子どものコーナー遊びと保育者の導きについての文章を、最後の文の後から書き継いでください。

提示文:
======
種の会の取り組み
自分の選んだコーナーで遊ぶ
朝、登園してきた子どもたちは2時間ぐらいの間、読書をしたい子、ごっこ遊びをしたい子、ゲームをしたい子など、それぞれ自分が選んだコーナーやエリアで遊びます。コーナー遊びは異年齢で行っています。異年齢というよりも「気の合う者」というほうが正しいです。4歳児の3月生まれと、3歳児の4月生まれが仲良く遊んだり、5歳と3歳とが発達の違いを超えて一緒に遊んだり、また、ひとりで遊びに没頭することもあります。その子どもの選択に任せることは、自発性を促し、情緒の安定や主体性を育むうえでとても大切です。なかには、「今日はこの遊びをして、明日はこれをしよう」「明日も続きをしよう」と自分で考えて見通しを持つ子も出てきます。
しかし中にはあやとりや園庭の竹馬のように、ただポンと置いておくだけでは、全くふれない場合があります。そこにはやはり保育者の導きが必要です。4歳、5歳になると課題意識を持ちはじめるので、「がんばり表」を作ることもしました。「あやとりで富士山ができたら一枚」「台の上で竹馬ができたら一枚」というようにシールがもらえます。そうすると子どもたちは、はじめはシールをふやしたくて頑張るんですが、やがてこの遊び自体のおもしろさに引き込まれます。この方法は「子どもを追いこむのではないか」という懸念や批判があるのは承知していますが、興味を示さない子に対して「がんばりなさい」と、追い込むことはありません。友達どうしでも言いません。あくまでも、気づきをあたえたり、チャレンジする気持ちのある子にきっかけを与えてあげる「導き」が必要だということです。
======
提供データ:
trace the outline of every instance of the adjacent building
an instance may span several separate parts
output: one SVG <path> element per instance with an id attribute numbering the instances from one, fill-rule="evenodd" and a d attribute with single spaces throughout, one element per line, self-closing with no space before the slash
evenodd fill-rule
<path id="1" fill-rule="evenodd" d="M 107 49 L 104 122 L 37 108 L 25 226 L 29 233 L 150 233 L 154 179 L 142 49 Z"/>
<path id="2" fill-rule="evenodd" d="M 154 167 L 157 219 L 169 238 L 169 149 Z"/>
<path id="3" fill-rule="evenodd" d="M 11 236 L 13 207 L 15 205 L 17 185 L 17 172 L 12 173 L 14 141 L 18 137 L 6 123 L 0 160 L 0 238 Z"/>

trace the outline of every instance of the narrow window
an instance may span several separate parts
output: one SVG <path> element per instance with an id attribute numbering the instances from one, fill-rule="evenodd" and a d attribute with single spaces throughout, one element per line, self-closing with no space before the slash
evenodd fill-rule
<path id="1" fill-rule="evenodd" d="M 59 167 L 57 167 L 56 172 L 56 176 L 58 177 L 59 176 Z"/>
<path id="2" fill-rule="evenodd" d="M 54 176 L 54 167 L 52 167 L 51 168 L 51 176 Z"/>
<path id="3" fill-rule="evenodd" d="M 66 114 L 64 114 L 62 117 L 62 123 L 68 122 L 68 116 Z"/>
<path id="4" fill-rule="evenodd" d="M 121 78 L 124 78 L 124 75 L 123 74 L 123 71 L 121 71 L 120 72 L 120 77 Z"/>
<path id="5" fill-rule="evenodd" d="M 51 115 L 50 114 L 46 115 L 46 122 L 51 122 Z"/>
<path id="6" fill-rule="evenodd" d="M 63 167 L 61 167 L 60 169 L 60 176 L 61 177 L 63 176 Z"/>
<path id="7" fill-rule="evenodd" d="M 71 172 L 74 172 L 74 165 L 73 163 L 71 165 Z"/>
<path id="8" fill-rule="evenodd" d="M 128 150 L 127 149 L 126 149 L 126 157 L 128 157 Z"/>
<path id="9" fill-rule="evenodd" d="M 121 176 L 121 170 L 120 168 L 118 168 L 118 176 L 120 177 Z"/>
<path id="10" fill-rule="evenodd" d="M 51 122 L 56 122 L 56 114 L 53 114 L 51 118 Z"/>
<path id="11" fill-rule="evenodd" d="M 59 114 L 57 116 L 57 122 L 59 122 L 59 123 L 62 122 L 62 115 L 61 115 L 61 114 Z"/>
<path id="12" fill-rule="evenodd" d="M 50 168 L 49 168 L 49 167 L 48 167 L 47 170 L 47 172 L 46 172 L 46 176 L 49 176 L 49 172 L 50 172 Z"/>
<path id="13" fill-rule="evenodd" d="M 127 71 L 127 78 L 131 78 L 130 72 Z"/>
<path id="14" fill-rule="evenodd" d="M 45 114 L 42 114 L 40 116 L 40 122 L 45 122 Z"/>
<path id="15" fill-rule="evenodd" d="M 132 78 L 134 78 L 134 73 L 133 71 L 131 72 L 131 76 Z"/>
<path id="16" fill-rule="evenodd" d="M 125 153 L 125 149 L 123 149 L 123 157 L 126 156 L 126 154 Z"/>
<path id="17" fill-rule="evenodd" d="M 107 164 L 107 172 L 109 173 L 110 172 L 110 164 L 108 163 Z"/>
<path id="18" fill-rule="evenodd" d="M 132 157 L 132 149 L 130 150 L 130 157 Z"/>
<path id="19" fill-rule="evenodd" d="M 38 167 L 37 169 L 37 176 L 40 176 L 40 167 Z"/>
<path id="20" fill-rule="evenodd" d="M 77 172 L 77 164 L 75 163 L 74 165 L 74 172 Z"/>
======
解答:
異年齢で活動する時間もあります
みんなで一つの成果を得るための活動は、年齢の近い子で構成されたクラス別で活動する方が望ましいと考えます。しかし、コーナーやエリアでの自由な遊びの他に、リズムやごっこなどのテーマのある活動も異年齢で行うことがあります。年少児は年長児たちから刺激を受けて、どんどん活発になっていきますし、年長児は年少児に一生懸命伝えようとする姿も見られます。こういう経験は保育園だからこそできると思います。
あるときは年齢ごとのクラスの仲間と、そしてあるときは、異年齢の気の合う仲間と遊びを選んだり、異年齢でありながら、同じテーマで一斉活動をして過ごす、まさに、縦、横の関係をバランスよく立案していくというのが、私たちがこころがけている保育の方法です。
サーキット運動を毎日しています
長年、幼児体育に携わってきたなかで、日々感じる仮説があります。「身体機能を高めることによって身体的なバランスが良くなると、精神的にも自分をコントロールする力が備わるのではないか」という説です。そこで、乳児の頃から「サーキット運動」を毎日行うことにしました。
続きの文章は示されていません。